**EXERCISE OBJECTIVE:**
Reproduce every line of the material below without any changes, omitting the pictures.

** start of ROWS **

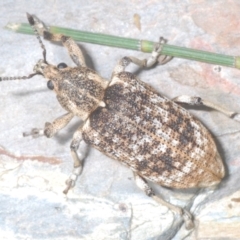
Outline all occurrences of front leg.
[63,125,87,194]
[113,37,172,75]
[23,113,73,138]
[28,14,86,67]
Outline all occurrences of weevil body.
[0,14,240,228]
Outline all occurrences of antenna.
[0,13,47,81]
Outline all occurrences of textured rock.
[0,0,240,240]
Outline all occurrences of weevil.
[0,14,240,228]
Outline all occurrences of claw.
[182,209,194,230]
[23,128,44,138]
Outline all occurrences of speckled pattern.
[83,72,224,188]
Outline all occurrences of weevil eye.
[47,80,54,90]
[57,63,67,69]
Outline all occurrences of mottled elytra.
[0,14,240,228]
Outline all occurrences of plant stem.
[6,23,240,69]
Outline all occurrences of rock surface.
[0,0,240,240]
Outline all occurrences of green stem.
[6,23,240,69]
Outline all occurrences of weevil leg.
[63,125,87,194]
[43,31,86,67]
[28,15,86,67]
[172,95,240,121]
[113,38,172,75]
[23,113,74,138]
[134,173,194,230]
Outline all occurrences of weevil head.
[34,60,108,120]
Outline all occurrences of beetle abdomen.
[83,72,224,188]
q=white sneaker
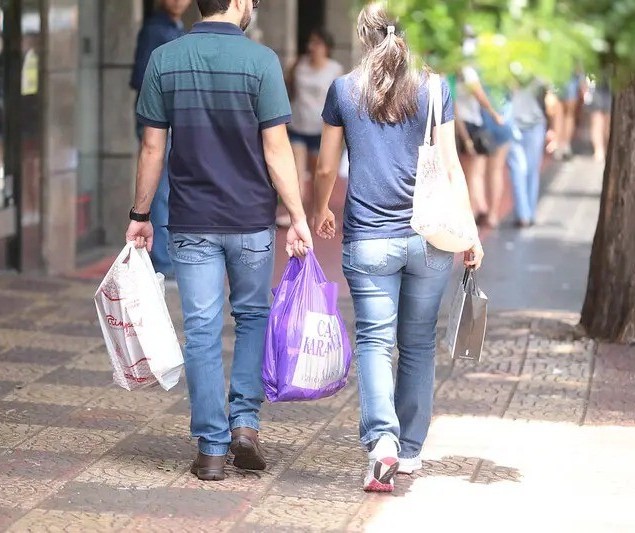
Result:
[397,455,423,474]
[364,435,399,492]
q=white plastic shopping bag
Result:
[95,243,183,390]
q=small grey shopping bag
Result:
[445,268,487,361]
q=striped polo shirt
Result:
[137,22,291,233]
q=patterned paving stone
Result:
[76,451,191,490]
[125,516,234,533]
[51,407,148,433]
[260,422,322,446]
[0,422,46,448]
[38,366,112,387]
[170,462,276,494]
[39,482,252,520]
[4,383,103,406]
[2,362,61,385]
[241,496,350,531]
[85,386,179,416]
[44,319,102,339]
[0,296,31,318]
[0,448,94,482]
[114,434,196,460]
[271,470,366,505]
[0,376,21,398]
[0,347,77,366]
[17,427,121,455]
[8,509,131,533]
[0,506,26,531]
[139,413,190,438]
[0,400,73,426]
[0,329,103,352]
[0,276,69,295]
[0,478,64,510]
[66,352,112,372]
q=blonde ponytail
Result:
[357,2,420,124]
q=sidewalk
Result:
[0,152,635,533]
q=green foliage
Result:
[360,0,635,86]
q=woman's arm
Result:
[313,123,344,239]
[432,120,484,269]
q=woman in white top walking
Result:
[278,29,343,225]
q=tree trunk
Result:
[581,76,635,343]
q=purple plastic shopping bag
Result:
[262,251,352,402]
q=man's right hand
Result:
[126,220,154,252]
[286,219,313,257]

** end of ROWS **

**RESULT OF THE EXERCISE:**
Outline all occurrences of front leg.
[63,125,87,194]
[113,37,172,75]
[23,113,73,138]
[28,14,86,67]
Outline all occurrences of weevil body.
[0,14,240,228]
Outline all occurrences of antenna.
[0,13,47,81]
Outline all occurrences of textured rock.
[0,0,240,240]
Outline all occurrences of weevil.
[0,14,240,228]
Outline all occurrences of claw.
[182,209,194,230]
[23,128,44,138]
Outline all occurrences of speckled pattern.
[83,72,224,188]
Outline all occurrences of weevil eye.
[47,80,54,90]
[57,63,67,69]
Outline all occurrences of mottled elytra.
[0,14,240,228]
Outline all occurrences of plant stem.
[6,23,240,69]
Outline all occurrences of rock surface.
[0,0,240,240]
Outline all occurrences of green stem.
[6,23,240,69]
Outline all occurrences of weevil leg.
[63,125,87,194]
[43,31,86,67]
[28,15,86,67]
[172,95,240,121]
[113,38,172,75]
[23,113,74,138]
[134,173,194,230]
Outline all occurrences of weevil head.
[34,60,108,120]
Outline all occurrences of beetle abdomen.
[83,72,224,188]
q=white sneaker
Result:
[397,455,423,474]
[364,435,399,492]
q=white plastic shopping bag
Result:
[95,243,183,390]
q=small grey shopping bag
Result:
[445,268,487,361]
q=striped polo shirt
Result:
[137,22,291,233]
q=patterned paving stone
Result:
[76,451,191,490]
[125,516,234,533]
[51,407,148,433]
[260,422,322,446]
[0,422,46,448]
[38,366,112,387]
[170,462,276,494]
[39,482,252,520]
[4,383,103,406]
[2,362,61,385]
[241,496,350,531]
[85,386,179,416]
[44,319,102,339]
[0,296,31,318]
[0,448,94,482]
[114,434,196,460]
[271,470,366,505]
[0,376,21,398]
[0,347,77,366]
[17,427,121,455]
[8,509,131,533]
[0,506,26,531]
[139,413,190,438]
[0,400,73,426]
[0,329,103,352]
[0,276,69,295]
[0,478,64,510]
[66,352,112,372]
q=blonde ponytail
Result:
[357,2,420,124]
q=sidewalk
Result:
[0,152,635,533]
q=green foliage
Result:
[360,0,635,86]
q=woman's arm
Result:
[313,123,344,239]
[432,120,484,269]
q=woman in white top walking
Result:
[278,29,343,225]
q=tree trunk
Result:
[581,76,635,343]
q=purple plastic shopping bag
Result:
[262,251,352,402]
q=man's right hand
Result:
[126,220,154,252]
[286,219,313,257]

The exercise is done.